Excerpt to read:
>>

Speaking for myself, I have been operating this past week in a kind of low functioning stupor. I have had a hard time sleeping (although not that uncommon for me) but more importantly, I have been having a hard time concentrating and getting down to work – something that is rarely a problem for me. My mind wanders as I watch people go about their business, perhaps preparing for their July 4th weekend holiday and I wonder how they can be so oblivious to what is happening around us. My world, our daughters’ world, our sons’ world, our world in every sense – has shifted; and not in a positive way. I know to, that everyone, like me, has business to take care of and that they too may be equally distressed. I know that we each must take care of ourselves, rest and prepare for the long road ahead and each of us must do this in our own way. But, this doesn’t bring me relief. Instead it seems to only add to my angst.
The decision to overturn Roe Vs Wade made possible by an emboldened Supreme Court, has, in my opinion, put religious beliefs directly at its center. Their recent (6/30/22) West Virginia Vs EPA decision seems too, at some base level, to swing this way as well. More on this a little later.
Don’t get me wrong, I feel strongly that a person who has strong religious beliefs should be free to espouse them and practice them – in their own home and in their house of worship. The freedom to practice the religion of your choice, is what democracy is all about. However, when someone’s religious beliefs infringe on the rights of others, that is where a line must be drawn. In the United States, the idea of the separation of “church and state” has long been an accepted delineation, particularly as it relates to rulings of our court system.
According to Wikipedia, “The separation of church and state is a philosophic and jurisprudential concept for defining political distance in the relationship between religious organizations and the state. Conceptually, the term refers to the creation of a secular state (with or without legally explicit church-state separation) and to disestablishment, the changing of an existing, formal relationship between the church and the state. Although the concept is older, the exact phrase “separation of church and state” is derived from “a wall of separation between church and state,” a term coined by Thomas Jefferson.” We, in the United States have operated under the concept that this separation is paramount. While this concept hasn’t always been put into practice, particularly by lower courts, it is what we have come to expect from our highest court. There is a small but vocal and clearly powerful minority that wants to see this expectation changed and tampered.
This current Supreme Court is muddying the waters as it allows the mixing up of these separate powers. It’s worth remembering the court now includes 5 justices who were appointed by 2 Presidents (George W Bush and Donald Trump) neither of whom won the popular vote and therefore didn’t represent the majority will of the people of the United States. Undeterred, the Court seem emboldened to take away the separation of church and state and to put in place laws based on their personally (Christian) held values. Rather than set precedents that are based on where we are at as a pluralistic and multiethnic society, they are finding their strength in words, language and ideas of men who ruled this country more than 200 years ago. Those men were most often religious, with the Christian church holding a strong pull. Women at that time were not treated equally at home nor by the law. They did not have the right to vote, to hold property, nor did they sit in seats of power in the church, judicially or economically. Women in the USA have come along way from this time. However, with the recent ruling that negates Roe vs Wade, women in many states once again have the inability to control what happens to their own bodies; this will impact their lives in innumerable ways, emotionally, financially and in all likelihood their ability to advance professionally as they work through the responsibilities and emotional traumas of unwanted pregnancies. These justices have changed a long-established law that the vast majority of American held to be true and solid. They have also put in motion a law that take away the equality that women have long fought for and in many respects achieved. This precedent setting decision was made on the same day that gun laws were relaxed in a country overrun with mass murders and gun violence and that our Miranda rights – the right to representation when arrested for a crime and not yet found guilty, have also been loosened.

<<

Records shown:
>>

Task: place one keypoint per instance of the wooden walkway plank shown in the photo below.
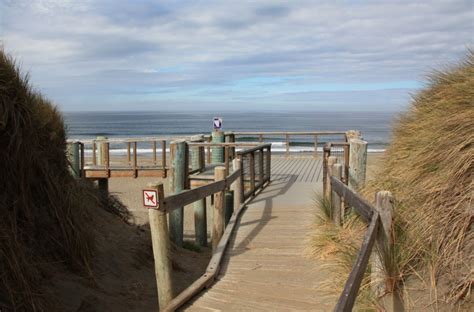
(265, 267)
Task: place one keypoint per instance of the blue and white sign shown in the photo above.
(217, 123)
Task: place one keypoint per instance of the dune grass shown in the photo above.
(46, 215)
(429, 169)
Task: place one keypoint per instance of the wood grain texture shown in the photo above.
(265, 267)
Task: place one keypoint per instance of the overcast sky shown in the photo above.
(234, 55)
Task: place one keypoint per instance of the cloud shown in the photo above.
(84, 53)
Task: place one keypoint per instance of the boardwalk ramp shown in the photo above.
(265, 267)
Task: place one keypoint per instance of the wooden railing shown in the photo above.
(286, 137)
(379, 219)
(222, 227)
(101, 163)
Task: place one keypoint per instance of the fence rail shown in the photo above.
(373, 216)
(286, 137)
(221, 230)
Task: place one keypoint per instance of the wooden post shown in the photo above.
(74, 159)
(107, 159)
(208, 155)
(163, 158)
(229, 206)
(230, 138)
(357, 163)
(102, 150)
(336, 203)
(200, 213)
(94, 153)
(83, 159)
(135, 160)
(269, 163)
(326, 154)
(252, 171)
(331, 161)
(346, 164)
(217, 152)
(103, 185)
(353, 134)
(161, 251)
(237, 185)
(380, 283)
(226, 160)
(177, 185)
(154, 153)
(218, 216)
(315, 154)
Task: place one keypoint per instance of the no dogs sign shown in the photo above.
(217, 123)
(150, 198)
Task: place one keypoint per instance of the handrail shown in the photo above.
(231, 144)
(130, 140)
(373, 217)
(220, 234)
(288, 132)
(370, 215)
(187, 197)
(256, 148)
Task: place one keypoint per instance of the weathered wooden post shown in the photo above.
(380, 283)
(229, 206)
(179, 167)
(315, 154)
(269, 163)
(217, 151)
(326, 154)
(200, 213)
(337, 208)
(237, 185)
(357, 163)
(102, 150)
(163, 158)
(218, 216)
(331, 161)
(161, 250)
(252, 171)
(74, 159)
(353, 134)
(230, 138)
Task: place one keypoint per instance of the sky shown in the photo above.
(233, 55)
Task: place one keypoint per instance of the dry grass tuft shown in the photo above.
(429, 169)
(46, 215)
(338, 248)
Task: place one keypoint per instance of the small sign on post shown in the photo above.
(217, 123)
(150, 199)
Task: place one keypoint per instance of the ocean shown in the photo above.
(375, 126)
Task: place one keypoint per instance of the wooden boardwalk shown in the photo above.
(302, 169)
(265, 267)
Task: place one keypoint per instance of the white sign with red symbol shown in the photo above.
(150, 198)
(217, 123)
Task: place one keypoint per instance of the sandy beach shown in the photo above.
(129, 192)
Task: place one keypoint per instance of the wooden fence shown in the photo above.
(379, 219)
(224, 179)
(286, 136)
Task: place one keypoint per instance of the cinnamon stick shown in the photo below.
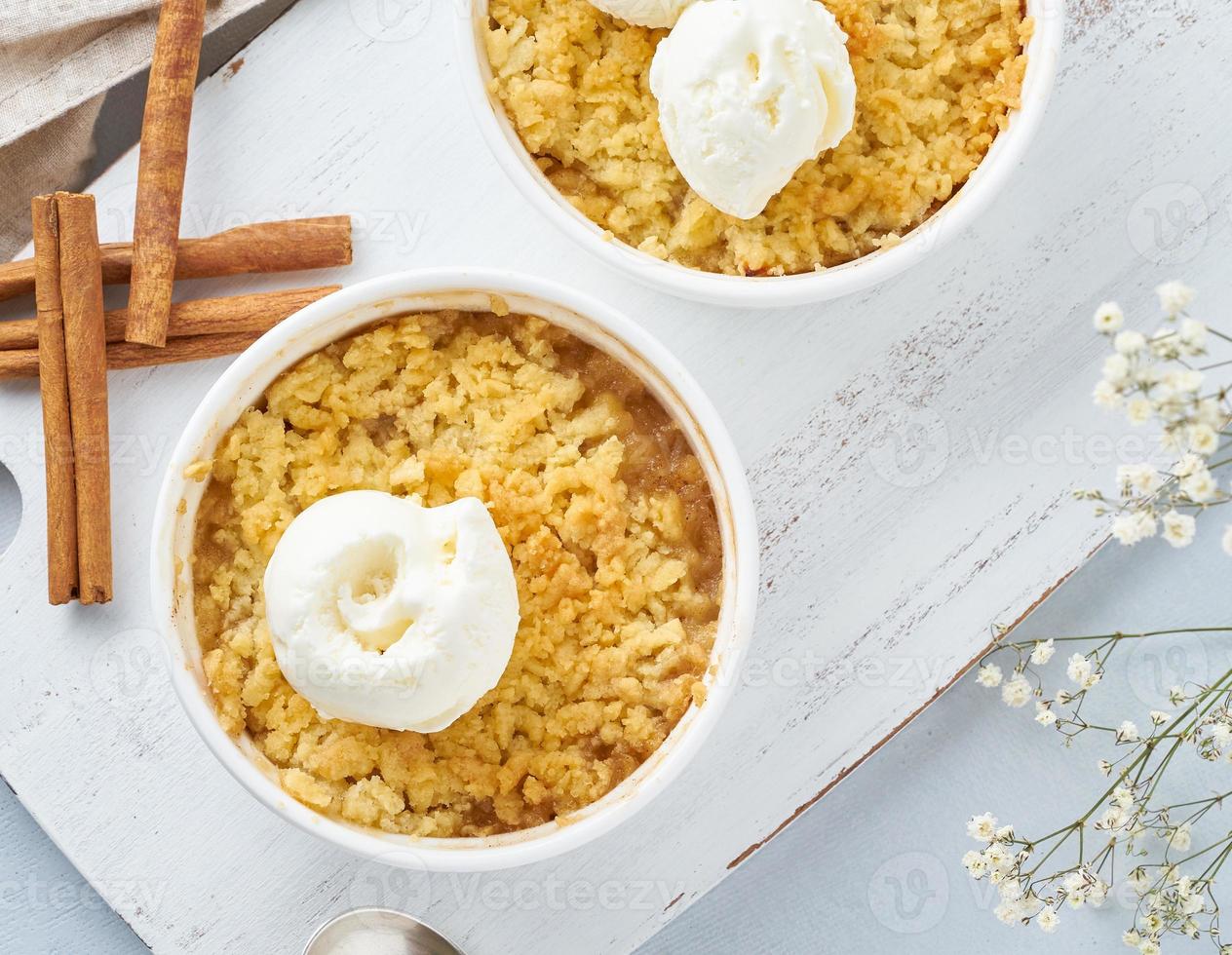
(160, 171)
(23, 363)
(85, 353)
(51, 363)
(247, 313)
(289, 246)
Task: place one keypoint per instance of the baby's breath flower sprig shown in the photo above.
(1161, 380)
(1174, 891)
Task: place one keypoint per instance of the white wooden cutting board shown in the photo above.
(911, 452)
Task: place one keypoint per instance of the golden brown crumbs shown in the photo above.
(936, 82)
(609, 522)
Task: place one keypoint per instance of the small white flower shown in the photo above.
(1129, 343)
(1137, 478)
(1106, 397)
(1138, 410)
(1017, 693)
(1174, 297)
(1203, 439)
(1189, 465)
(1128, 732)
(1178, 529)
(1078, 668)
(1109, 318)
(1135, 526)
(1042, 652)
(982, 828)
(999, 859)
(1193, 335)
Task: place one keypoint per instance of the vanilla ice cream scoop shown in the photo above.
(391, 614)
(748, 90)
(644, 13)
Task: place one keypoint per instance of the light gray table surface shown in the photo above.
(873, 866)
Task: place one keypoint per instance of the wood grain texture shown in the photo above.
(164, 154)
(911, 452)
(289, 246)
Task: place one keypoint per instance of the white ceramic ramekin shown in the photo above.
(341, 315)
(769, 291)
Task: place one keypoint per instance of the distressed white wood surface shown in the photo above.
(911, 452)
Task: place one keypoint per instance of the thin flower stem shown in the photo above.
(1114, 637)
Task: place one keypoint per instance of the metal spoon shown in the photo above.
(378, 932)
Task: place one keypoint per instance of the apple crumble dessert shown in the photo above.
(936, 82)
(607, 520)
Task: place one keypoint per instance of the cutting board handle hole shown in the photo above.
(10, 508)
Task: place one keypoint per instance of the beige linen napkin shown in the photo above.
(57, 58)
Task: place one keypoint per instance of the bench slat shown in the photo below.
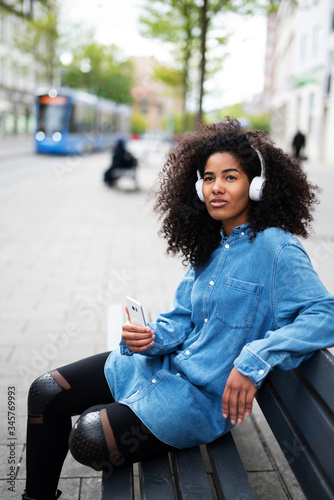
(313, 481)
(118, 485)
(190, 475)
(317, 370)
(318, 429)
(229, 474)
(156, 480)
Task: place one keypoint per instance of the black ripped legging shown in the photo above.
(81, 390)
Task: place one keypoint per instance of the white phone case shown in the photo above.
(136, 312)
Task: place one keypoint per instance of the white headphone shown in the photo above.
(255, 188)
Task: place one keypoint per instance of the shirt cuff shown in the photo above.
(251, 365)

<<

Direction:
Please say whether each statement below agrees with the essay on the Roe v. Wade ruling, answering yes or no and quoting the deciding words from the essay. 1. The writer says getting down to work is often a problem for them. 2. The phrase "a wall of separation between church and state" is credited to Thomas Jefferson. 3. The West Virginia Vs EPA decision is dated 6/30/22. Nothing in the rows is needed here.

Result below:
1. No: "something that is rarely a problem for me."
2. Yes: "a term coined by Thomas Jefferson."
3. Yes: "Their recent (6/30/22) West Virginia Vs EPA decision"